Try it: Report every line of the records below that includes the string "after".

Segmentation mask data
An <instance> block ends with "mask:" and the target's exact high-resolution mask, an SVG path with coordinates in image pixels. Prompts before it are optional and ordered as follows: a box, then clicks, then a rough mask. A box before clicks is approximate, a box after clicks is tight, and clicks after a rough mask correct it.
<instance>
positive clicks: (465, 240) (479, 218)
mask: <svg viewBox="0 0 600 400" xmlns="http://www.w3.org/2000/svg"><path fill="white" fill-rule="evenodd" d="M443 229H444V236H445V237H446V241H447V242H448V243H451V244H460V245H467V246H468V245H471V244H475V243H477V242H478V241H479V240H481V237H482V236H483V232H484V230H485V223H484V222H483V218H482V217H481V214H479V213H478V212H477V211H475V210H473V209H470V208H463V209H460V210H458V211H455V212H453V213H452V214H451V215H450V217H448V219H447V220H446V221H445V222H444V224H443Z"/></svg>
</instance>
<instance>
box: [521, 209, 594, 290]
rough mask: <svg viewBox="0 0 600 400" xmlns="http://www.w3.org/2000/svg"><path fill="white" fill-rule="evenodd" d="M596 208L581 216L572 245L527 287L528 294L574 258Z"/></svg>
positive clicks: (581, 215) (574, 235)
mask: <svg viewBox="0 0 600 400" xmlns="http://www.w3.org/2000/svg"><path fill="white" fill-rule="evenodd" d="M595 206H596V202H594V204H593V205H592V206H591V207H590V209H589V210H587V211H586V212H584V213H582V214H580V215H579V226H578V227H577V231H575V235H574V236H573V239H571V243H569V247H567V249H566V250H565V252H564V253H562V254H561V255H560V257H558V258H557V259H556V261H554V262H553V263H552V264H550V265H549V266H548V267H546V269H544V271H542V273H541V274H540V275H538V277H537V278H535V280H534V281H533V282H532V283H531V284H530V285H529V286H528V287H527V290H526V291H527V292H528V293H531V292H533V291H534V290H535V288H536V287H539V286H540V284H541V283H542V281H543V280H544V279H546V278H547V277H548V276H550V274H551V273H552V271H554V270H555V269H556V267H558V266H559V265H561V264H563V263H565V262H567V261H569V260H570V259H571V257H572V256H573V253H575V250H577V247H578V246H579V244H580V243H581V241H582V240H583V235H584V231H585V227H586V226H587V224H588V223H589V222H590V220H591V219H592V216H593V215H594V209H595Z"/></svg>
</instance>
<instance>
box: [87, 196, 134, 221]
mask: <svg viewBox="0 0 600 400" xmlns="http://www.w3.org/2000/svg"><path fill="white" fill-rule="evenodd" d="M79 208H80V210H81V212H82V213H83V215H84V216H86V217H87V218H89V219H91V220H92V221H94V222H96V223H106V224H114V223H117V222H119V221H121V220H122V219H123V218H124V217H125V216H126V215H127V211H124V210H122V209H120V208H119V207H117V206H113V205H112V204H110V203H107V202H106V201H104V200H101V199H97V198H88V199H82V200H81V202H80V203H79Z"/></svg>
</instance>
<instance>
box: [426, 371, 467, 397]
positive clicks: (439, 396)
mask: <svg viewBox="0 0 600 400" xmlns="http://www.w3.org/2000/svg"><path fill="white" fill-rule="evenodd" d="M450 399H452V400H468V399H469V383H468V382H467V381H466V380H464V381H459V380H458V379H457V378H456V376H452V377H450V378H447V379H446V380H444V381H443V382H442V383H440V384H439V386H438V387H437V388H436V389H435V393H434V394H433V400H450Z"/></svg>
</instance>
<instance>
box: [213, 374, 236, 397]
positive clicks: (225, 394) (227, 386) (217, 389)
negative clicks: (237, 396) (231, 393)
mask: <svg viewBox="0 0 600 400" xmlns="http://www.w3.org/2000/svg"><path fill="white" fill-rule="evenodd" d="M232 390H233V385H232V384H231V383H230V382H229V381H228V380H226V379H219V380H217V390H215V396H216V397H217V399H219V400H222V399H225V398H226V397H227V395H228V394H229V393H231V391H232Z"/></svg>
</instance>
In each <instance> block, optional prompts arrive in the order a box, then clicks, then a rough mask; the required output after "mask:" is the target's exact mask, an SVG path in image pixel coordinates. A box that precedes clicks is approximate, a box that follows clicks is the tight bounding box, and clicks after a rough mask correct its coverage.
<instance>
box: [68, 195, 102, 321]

Solution to this problem:
An <instance> block ends with "mask:" and the target's exact high-resolution mask, an SVG path with coordinates in image pixels. Prompts before it are optional and ordered as follows: a box, then clicks, then a rough mask. A box before clicks is approximate, a box after clicks is tight, and clicks after a rough mask correct it.
In each <instance> block, optional prompts arrive in the order a box, then clicks, then a rough mask; the required output after "mask:" is the target's exact mask, an SVG path in image pixel coordinates. A box that precedes clicks is approximate, a box that follows clicks is the tight bounding box, and clicks after a rough mask correct its coverage.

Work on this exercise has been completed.